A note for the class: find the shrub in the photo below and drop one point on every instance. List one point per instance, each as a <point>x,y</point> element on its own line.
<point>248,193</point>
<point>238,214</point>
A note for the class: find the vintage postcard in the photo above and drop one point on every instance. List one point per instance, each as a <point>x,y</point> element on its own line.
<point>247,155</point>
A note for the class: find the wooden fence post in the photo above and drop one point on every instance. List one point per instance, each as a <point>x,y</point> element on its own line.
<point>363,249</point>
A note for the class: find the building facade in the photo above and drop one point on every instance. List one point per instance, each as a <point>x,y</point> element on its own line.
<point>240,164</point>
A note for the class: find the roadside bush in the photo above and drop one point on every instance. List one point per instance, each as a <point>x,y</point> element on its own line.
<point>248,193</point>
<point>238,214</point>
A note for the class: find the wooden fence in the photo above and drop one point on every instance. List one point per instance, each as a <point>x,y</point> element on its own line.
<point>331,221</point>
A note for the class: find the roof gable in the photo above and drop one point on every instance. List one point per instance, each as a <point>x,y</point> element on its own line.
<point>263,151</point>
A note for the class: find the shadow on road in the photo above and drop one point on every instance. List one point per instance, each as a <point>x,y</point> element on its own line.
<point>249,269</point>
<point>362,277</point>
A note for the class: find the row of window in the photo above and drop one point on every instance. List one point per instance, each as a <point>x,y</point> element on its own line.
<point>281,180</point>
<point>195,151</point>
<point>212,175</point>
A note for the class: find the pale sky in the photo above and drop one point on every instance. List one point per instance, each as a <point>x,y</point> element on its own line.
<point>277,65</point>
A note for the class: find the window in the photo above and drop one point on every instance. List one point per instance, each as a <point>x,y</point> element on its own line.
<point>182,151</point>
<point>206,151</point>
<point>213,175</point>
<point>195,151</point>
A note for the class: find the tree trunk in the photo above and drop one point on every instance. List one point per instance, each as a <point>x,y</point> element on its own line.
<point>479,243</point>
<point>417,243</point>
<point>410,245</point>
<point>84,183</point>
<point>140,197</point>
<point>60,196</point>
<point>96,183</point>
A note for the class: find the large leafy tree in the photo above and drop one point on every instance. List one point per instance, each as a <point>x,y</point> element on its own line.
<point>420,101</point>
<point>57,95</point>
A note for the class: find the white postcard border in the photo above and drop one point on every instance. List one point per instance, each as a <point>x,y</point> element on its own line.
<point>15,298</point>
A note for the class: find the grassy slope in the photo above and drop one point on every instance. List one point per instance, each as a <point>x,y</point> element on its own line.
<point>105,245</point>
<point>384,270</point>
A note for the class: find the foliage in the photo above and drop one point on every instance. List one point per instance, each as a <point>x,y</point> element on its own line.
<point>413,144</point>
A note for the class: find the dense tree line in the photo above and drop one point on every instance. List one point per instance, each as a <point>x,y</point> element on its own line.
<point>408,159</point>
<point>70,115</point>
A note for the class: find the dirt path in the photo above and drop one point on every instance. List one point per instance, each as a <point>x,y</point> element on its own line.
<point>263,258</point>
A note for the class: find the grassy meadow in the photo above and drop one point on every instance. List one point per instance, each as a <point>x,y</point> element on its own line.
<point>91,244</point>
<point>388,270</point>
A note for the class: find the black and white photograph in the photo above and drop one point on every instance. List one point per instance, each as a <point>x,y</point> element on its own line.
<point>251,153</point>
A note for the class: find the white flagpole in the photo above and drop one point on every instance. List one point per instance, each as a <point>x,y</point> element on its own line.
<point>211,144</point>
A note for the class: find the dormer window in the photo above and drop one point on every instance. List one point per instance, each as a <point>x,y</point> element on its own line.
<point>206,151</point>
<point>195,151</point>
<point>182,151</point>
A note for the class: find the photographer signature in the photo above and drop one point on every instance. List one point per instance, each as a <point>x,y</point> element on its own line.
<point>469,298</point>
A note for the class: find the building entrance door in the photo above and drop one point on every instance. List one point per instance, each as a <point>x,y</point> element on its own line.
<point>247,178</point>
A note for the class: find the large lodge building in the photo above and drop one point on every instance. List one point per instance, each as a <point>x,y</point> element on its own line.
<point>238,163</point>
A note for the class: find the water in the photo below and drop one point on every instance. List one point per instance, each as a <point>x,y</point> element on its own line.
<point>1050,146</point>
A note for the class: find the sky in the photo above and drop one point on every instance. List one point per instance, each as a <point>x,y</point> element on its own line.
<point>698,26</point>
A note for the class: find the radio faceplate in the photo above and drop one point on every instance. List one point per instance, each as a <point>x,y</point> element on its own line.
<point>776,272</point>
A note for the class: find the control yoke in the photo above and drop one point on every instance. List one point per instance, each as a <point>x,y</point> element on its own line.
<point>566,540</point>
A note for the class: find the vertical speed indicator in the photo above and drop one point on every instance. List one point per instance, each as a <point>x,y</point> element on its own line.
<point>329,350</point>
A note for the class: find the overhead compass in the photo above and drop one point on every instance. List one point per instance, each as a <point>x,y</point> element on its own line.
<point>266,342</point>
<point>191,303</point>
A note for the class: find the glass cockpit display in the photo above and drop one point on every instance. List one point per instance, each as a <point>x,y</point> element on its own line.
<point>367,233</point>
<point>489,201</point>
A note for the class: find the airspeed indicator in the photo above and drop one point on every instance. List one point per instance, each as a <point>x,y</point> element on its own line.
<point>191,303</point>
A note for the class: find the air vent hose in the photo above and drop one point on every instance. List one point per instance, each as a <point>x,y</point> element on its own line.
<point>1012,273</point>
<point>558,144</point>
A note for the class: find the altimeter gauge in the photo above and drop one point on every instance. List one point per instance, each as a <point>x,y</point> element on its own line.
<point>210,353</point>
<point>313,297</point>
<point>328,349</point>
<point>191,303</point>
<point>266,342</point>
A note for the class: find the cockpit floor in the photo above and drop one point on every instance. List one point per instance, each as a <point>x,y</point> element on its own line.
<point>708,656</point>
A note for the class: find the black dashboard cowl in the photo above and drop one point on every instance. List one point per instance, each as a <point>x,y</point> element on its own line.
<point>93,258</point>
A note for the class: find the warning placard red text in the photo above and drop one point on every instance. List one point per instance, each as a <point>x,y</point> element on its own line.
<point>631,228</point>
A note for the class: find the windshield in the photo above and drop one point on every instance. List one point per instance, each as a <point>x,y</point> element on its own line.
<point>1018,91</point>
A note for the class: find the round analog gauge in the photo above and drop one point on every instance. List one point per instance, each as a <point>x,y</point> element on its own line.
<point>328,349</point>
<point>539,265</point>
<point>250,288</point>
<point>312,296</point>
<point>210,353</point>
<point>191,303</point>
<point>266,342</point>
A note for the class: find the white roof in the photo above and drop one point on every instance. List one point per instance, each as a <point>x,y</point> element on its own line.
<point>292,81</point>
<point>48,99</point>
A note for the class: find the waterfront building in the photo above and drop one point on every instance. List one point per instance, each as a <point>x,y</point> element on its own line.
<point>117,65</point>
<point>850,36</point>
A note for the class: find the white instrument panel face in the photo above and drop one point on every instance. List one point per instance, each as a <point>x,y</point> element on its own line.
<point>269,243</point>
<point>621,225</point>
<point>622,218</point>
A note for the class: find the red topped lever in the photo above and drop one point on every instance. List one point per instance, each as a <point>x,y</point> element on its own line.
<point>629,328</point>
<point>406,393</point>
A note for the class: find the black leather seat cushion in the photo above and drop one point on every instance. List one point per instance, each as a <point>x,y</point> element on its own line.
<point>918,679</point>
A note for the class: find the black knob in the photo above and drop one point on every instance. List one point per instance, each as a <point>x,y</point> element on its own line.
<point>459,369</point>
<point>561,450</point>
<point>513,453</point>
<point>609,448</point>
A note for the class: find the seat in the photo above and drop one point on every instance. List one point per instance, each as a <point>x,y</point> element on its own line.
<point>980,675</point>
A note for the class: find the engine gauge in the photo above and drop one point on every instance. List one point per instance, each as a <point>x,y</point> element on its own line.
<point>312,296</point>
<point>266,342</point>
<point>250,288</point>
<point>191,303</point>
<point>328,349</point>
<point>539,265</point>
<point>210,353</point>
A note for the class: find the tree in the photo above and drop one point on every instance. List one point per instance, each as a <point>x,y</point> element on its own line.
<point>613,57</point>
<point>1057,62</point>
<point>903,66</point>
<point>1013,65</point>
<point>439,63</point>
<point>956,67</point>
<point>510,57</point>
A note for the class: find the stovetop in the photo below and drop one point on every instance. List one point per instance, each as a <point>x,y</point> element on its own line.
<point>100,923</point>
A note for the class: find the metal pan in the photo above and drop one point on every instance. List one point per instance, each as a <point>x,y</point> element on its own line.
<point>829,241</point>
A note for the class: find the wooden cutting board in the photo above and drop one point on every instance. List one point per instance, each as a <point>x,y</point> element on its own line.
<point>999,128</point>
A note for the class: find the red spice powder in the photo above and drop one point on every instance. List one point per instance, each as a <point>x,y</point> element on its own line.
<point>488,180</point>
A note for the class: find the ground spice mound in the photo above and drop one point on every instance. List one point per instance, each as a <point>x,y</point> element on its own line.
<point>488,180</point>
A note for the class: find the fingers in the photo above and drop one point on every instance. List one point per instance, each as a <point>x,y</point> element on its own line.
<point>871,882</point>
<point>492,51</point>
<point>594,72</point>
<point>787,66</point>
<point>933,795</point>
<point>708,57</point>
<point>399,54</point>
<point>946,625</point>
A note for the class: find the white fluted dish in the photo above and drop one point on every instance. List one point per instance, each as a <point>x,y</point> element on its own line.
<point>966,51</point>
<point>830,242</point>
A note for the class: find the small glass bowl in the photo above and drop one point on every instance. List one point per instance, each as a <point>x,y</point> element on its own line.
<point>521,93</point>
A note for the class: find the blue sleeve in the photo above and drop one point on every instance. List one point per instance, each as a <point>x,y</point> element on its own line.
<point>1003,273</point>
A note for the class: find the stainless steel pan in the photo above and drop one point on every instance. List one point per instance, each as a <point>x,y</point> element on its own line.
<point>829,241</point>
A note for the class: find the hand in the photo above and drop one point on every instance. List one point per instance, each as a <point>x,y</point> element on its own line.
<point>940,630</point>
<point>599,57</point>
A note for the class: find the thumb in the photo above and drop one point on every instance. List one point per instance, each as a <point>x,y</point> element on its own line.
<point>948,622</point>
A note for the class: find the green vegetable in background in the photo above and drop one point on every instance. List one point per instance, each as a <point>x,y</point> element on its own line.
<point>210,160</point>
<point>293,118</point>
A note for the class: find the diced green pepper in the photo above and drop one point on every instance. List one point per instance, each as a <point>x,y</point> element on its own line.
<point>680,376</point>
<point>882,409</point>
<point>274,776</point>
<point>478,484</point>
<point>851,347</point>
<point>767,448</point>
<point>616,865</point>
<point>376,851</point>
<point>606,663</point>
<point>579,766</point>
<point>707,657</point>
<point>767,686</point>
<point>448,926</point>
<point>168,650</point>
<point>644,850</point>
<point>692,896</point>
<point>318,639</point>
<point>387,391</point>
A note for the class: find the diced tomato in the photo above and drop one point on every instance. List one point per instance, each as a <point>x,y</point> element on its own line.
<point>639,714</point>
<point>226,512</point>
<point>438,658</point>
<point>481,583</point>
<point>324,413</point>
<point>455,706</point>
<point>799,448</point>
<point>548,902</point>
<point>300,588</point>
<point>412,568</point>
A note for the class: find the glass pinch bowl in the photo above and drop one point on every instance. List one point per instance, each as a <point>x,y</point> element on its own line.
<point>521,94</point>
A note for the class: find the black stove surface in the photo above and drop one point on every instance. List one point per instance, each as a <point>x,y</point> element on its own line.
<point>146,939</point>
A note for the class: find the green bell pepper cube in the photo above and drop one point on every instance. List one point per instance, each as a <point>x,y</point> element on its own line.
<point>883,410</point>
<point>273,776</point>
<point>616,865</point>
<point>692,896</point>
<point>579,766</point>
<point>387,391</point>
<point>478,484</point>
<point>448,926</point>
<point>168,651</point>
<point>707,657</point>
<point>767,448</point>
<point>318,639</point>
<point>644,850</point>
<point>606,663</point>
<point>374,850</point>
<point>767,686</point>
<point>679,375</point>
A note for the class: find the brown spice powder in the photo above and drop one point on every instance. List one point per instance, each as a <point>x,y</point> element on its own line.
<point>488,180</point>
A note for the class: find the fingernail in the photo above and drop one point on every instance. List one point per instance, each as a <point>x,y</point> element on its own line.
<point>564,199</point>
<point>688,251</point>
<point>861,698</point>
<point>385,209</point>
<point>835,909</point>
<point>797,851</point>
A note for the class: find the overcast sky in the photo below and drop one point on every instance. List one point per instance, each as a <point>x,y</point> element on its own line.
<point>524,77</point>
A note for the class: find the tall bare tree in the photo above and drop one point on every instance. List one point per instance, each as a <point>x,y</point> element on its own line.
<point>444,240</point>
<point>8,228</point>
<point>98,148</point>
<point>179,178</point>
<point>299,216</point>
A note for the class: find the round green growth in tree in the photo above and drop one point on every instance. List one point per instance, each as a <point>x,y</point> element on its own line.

**TASK INSTRUCTIONS:**
Please give the data above, everything from the start down to the line containing "<point>240,164</point>", as a two-column CSV with the headers input and output. Each row should pair one text with the answer that follows it, each in a single quoted field with line breaks turned into spaces, and nothing past that line.

**RESULT FOR THIS TASK:**
input,output
"A note for the class: find the shrub in the photo below and drop one point on every instance. List one point per instance, each as a <point>x,y</point> element on its own line.","<point>248,193</point> <point>238,214</point>"
"A note for the class: find the vintage postcard in the photo above and drop one point on every instance. List one point per instance, each as a <point>x,y</point> element on its own line.","<point>247,155</point>"
"A note for the class: find the wooden fence post in the photo above and drop one point on every instance. List one point per instance, each as a <point>x,y</point> element on its own line.","<point>363,249</point>"
"A note for the class: find the building facade in the photo above and drop one point on every instance. List one point per instance, each as a <point>x,y</point> element on its own line.","<point>240,164</point>"